◆ The task
In the data below, find each line carrying the string "yellow" and copy it out.
┄┄┄┄┄┄┄┄┄┄┄┄┄┄┄┄┄┄┄┄
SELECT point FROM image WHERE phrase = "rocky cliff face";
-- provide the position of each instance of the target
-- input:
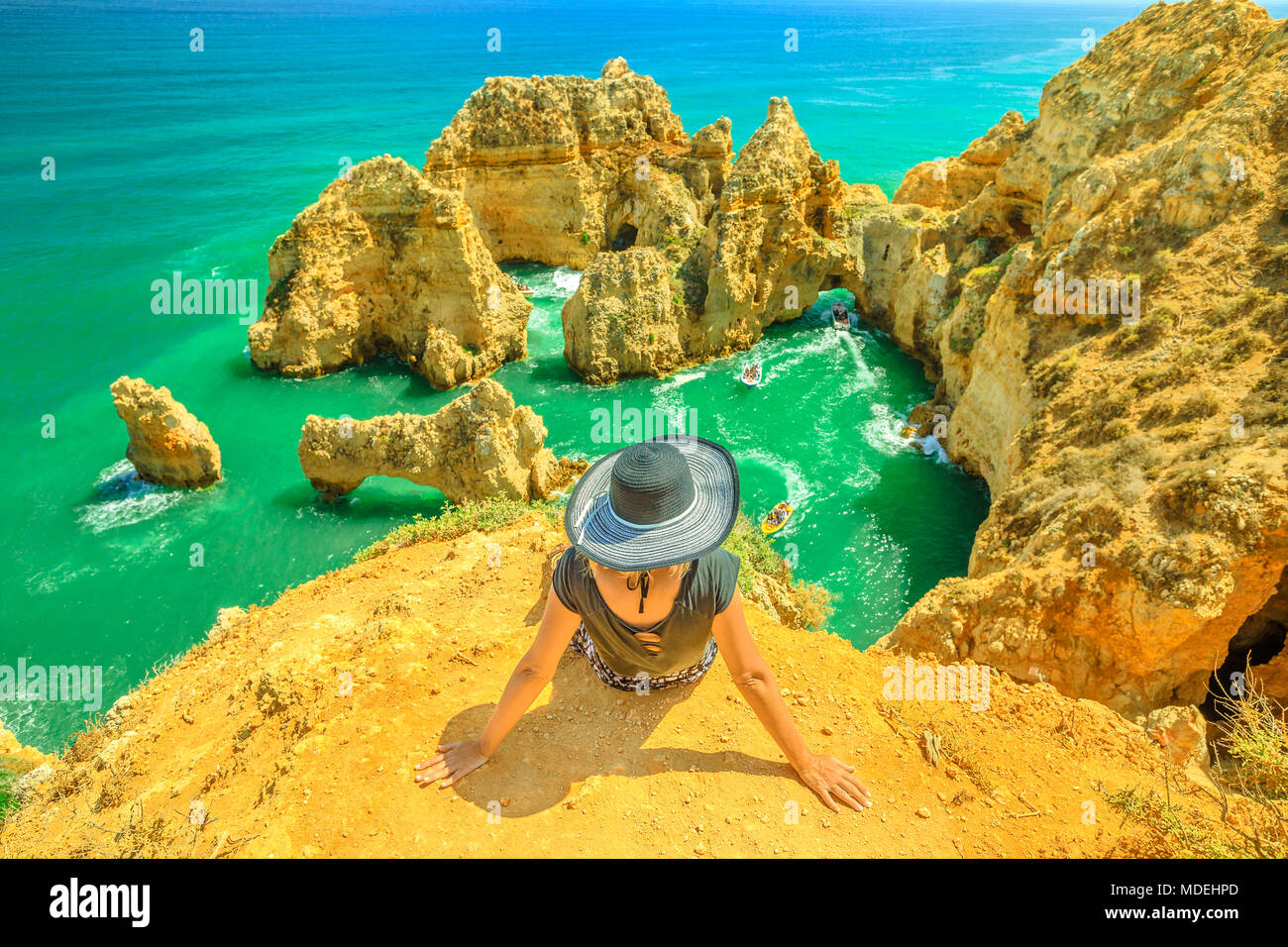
(1138, 527)
(476, 447)
(539, 159)
(717, 272)
(385, 264)
(167, 444)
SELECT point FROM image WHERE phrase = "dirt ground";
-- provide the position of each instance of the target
(294, 729)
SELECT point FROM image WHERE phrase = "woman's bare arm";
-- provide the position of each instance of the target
(529, 678)
(831, 779)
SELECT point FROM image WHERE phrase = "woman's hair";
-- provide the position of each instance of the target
(632, 578)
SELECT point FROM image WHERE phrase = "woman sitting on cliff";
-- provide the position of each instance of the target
(648, 596)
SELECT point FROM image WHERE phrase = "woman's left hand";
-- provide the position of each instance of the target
(832, 781)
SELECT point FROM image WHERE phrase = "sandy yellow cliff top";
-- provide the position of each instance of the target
(294, 728)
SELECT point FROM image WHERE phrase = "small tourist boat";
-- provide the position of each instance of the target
(840, 317)
(777, 518)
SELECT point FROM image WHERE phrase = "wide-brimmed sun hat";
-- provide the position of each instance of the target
(655, 504)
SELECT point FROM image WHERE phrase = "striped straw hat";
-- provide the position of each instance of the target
(655, 504)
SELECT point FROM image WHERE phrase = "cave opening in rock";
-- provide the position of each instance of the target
(625, 237)
(1258, 639)
(1019, 224)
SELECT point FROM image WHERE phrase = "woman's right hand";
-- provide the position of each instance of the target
(452, 764)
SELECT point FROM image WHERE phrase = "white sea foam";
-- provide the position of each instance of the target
(124, 499)
(931, 447)
(798, 486)
(884, 431)
(566, 279)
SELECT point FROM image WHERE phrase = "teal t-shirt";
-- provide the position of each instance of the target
(706, 590)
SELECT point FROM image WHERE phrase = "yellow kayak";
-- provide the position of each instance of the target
(777, 518)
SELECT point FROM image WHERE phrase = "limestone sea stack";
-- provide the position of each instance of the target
(385, 264)
(756, 256)
(548, 162)
(476, 447)
(167, 444)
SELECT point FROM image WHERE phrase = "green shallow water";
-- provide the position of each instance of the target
(123, 575)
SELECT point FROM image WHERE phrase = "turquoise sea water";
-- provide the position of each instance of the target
(172, 159)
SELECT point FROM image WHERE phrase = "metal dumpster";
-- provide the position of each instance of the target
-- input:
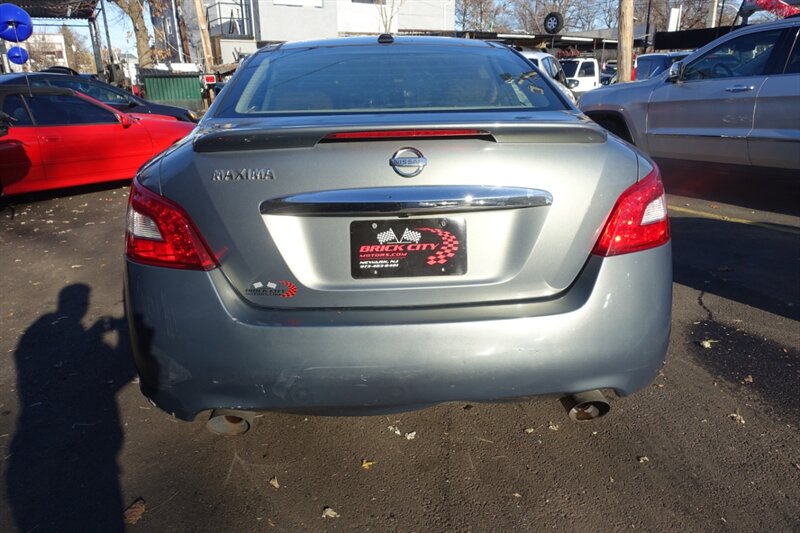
┄┄┄┄┄┄┄┄┄┄┄┄┄┄┄┄┄┄┄┄
◆ Your solution
SELECT point FROM image WHERE phrase = "sandy yellow cliff top";
SELECT point FROM image WHERE phrase = "yellow kayak";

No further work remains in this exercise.